-------- Given text --------

[PATCH for v4.9 LTS 08/87] net/mlx5: Disable RoCE on the e-switch management port under switchdev mode

From: Levin, Alexander (Sasha Levin)
Date: Fri Jul 14 2017 - 21:26:51 EST

From: Or Gerlitz <ogerlitz@xxxxxxxxxxxx>

[ Upstream commit 9da34cd34e85aacc55af8774b81b1f23e86014f9 ]

Under the switchdev/offloads mode, packets that don't match any
e-switch steering rule are sent towards the e-switch management
port. We use a NIC HW steering rule set per vport (uplink and VFs)
to make them be received into the host OS through the respective
vport representor netdevice.

Currnetly such missed RoCE packets will not get to this NIC steering
rule, and hence VF RoCE will not work over the slow path of the offloads
mode. This is b/c these packets will be matched by a steering rule added
by the firmware that serves RoCE traffic set on the PF NIC vport which
is also the e-switch management port under SRIOV.

--------

Direction 1 | Which lines in the records below contain the string "blue"? Extract each of those lines.

-------- Given data --------

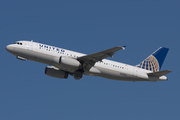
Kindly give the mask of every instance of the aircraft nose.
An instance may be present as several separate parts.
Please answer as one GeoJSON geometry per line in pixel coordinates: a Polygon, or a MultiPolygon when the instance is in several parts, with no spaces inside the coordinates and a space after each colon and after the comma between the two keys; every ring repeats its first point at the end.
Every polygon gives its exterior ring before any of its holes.
{"type": "Polygon", "coordinates": [[[12,47],[11,45],[7,45],[7,46],[6,46],[6,50],[7,50],[8,52],[12,52],[12,51],[13,51],[13,47],[12,47]]]}

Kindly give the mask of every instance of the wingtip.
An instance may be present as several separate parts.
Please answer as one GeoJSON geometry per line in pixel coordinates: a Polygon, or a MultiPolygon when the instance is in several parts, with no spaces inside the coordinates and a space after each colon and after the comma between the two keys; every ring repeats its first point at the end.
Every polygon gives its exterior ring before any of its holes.
{"type": "Polygon", "coordinates": [[[125,46],[122,46],[122,48],[123,48],[123,50],[125,50],[125,48],[126,48],[126,45],[125,45],[125,46]]]}

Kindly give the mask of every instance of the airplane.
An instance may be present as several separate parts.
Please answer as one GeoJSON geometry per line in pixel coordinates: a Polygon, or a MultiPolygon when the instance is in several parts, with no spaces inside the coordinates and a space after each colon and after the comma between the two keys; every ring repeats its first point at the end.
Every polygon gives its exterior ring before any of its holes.
{"type": "Polygon", "coordinates": [[[99,76],[122,81],[166,81],[170,70],[160,71],[169,48],[160,47],[136,66],[105,59],[125,46],[113,47],[93,54],[83,54],[38,42],[21,40],[6,46],[6,50],[20,60],[32,60],[50,66],[45,74],[67,79],[69,75],[80,80],[83,75],[99,76]]]}

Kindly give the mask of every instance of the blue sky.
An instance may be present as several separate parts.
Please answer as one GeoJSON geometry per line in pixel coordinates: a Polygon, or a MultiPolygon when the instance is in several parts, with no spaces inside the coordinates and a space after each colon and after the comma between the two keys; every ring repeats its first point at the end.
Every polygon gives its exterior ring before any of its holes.
{"type": "Polygon", "coordinates": [[[180,119],[179,6],[178,0],[1,0],[0,119],[180,119]],[[5,50],[17,40],[86,54],[127,45],[113,60],[131,65],[164,46],[170,50],[162,70],[173,72],[164,82],[56,79],[44,74],[47,65],[5,50]]]}

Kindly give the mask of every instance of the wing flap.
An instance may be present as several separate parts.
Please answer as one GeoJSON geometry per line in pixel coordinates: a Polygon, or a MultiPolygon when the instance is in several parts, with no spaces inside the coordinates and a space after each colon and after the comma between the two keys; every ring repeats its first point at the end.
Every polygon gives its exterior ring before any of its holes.
{"type": "Polygon", "coordinates": [[[117,47],[110,48],[108,50],[104,50],[104,51],[97,52],[94,54],[85,55],[85,56],[79,57],[78,60],[88,62],[88,63],[95,63],[98,61],[102,61],[102,59],[104,58],[112,57],[114,53],[120,49],[125,49],[125,46],[123,47],[117,46],[117,47]]]}

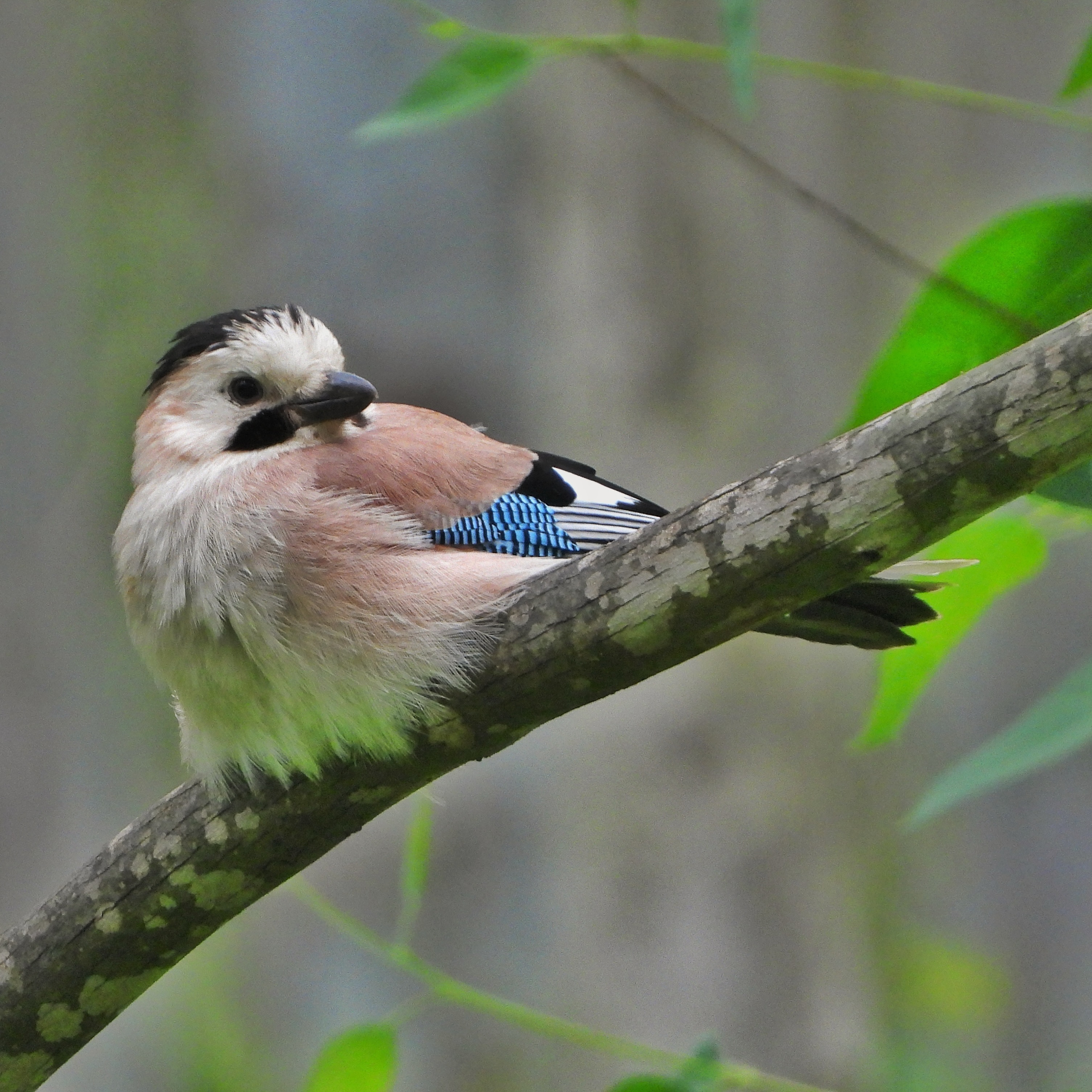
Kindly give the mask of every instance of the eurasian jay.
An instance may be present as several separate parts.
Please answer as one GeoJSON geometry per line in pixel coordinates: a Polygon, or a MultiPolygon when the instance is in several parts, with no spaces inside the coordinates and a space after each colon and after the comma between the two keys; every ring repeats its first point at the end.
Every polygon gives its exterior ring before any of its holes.
{"type": "MultiPolygon", "coordinates": [[[[290,305],[180,330],[145,393],[118,580],[214,787],[406,753],[521,581],[666,514],[582,463],[376,402],[290,305]]],[[[936,586],[870,579],[762,628],[912,644],[936,586]]]]}

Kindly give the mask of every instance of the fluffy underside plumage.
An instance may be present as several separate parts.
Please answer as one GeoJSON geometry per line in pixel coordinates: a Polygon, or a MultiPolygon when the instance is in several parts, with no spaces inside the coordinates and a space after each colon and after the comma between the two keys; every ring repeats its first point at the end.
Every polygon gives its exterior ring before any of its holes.
{"type": "MultiPolygon", "coordinates": [[[[334,383],[341,368],[298,309],[228,312],[180,332],[138,424],[122,597],[214,787],[404,755],[522,581],[664,514],[591,467],[427,410],[332,416],[367,388],[334,383]],[[260,399],[232,394],[240,376],[260,399]]],[[[868,581],[764,628],[912,643],[901,627],[935,617],[916,598],[935,586],[868,581]]]]}

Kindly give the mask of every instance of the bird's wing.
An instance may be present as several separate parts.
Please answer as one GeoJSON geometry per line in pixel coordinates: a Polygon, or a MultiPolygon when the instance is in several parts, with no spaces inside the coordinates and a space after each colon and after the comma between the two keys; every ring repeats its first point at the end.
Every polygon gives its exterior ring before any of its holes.
{"type": "Polygon", "coordinates": [[[306,449],[316,484],[379,497],[426,530],[477,515],[531,473],[535,453],[431,410],[381,402],[333,443],[306,449]]]}
{"type": "Polygon", "coordinates": [[[321,488],[380,497],[440,546],[569,557],[667,512],[584,463],[500,443],[417,406],[379,403],[345,439],[305,458],[321,488]]]}

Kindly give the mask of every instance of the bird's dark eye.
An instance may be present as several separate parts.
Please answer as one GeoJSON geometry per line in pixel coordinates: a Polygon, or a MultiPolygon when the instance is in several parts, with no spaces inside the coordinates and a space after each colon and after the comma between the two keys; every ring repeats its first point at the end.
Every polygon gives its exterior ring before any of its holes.
{"type": "Polygon", "coordinates": [[[236,376],[227,384],[227,393],[233,402],[248,406],[251,402],[257,402],[265,390],[253,376],[236,376]]]}

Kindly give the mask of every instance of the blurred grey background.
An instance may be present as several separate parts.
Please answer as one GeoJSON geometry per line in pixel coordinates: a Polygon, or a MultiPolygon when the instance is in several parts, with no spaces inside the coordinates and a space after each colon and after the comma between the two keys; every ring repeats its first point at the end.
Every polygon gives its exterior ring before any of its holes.
{"type": "MultiPolygon", "coordinates": [[[[455,13],[618,25],[604,0],[455,13]]],[[[183,776],[109,560],[140,391],[180,325],[294,300],[382,397],[672,506],[836,428],[914,290],[592,60],[360,149],[353,127],[441,48],[377,0],[8,0],[4,15],[0,926],[183,776]]],[[[642,17],[716,33],[708,3],[650,0],[642,17]]],[[[761,33],[769,51],[1049,100],[1089,21],[1078,0],[767,0],[761,33]]],[[[719,70],[645,69],[927,261],[1092,185],[1087,135],[771,75],[745,123],[719,70]]],[[[880,753],[844,746],[868,654],[758,636],[545,726],[435,786],[420,949],[560,1016],[679,1051],[712,1034],[846,1092],[1092,1089],[1092,756],[918,834],[895,827],[1088,655],[1090,617],[1077,539],[880,753]],[[946,1009],[952,982],[970,1000],[946,1009]]],[[[377,927],[406,815],[309,874],[377,927]]],[[[329,1035],[415,988],[278,892],[47,1087],[289,1092],[329,1035]]],[[[598,1092],[625,1071],[450,1010],[403,1044],[400,1092],[598,1092]]]]}

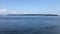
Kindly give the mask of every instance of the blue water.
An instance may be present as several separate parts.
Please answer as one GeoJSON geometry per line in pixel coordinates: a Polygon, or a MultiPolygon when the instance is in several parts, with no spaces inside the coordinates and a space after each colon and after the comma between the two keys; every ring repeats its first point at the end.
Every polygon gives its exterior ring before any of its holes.
{"type": "Polygon", "coordinates": [[[60,16],[0,16],[0,34],[60,34],[60,16]]]}

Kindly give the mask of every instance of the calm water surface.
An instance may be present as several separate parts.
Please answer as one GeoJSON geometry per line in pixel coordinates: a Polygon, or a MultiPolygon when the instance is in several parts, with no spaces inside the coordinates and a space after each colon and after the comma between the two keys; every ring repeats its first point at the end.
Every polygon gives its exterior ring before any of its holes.
{"type": "Polygon", "coordinates": [[[0,34],[60,34],[60,16],[0,16],[0,34]]]}

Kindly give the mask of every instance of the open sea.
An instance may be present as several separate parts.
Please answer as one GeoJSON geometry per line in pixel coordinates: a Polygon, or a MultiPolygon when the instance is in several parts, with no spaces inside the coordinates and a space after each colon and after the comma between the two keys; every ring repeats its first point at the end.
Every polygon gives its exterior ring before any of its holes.
{"type": "Polygon", "coordinates": [[[0,34],[60,34],[60,16],[0,16],[0,34]]]}

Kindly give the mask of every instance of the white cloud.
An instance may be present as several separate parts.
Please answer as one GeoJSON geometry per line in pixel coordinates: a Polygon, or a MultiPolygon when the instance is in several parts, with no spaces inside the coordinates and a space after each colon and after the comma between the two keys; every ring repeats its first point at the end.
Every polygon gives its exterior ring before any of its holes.
{"type": "Polygon", "coordinates": [[[0,14],[5,14],[5,12],[7,11],[7,9],[0,9],[0,14]]]}

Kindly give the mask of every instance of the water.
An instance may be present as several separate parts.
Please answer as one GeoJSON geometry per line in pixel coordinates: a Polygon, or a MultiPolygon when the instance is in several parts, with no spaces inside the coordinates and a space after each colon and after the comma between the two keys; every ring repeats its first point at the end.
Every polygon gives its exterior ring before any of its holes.
{"type": "Polygon", "coordinates": [[[0,16],[0,34],[60,34],[60,16],[0,16]]]}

--------

Direction 2 | What does the patch text above say from "[PATCH for v4.9" up to and including "vport representor netdevice."? Output that span word for word.

Exercise answer 1 |
Kindly give the mask of every instance of the blue sky.
Kindly give the mask of every instance of the blue water.

Exercise answer 2 |
[PATCH for v4.9 LTS 08/87] net/mlx5: Disable RoCE on the e-switch management port under switchdev mode

From: Levin, Alexander (Sasha Levin)
Date: Fri Jul 14 2017 - 21:26:51 EST

From: Or Gerlitz <ogerlitz@xxxxxxxxxxxx>

[ Upstream commit 9da34cd34e85aacc55af8774b81b1f23e86014f9 ]

Under the switchdev/offloads mode, packets that don't match any
e-switch steering rule are sent towards the e-switch management
port. We use a NIC HW steering rule set per vport (uplink and VFs)
to make them be received into the host OS through the respective
vport representor netdevice.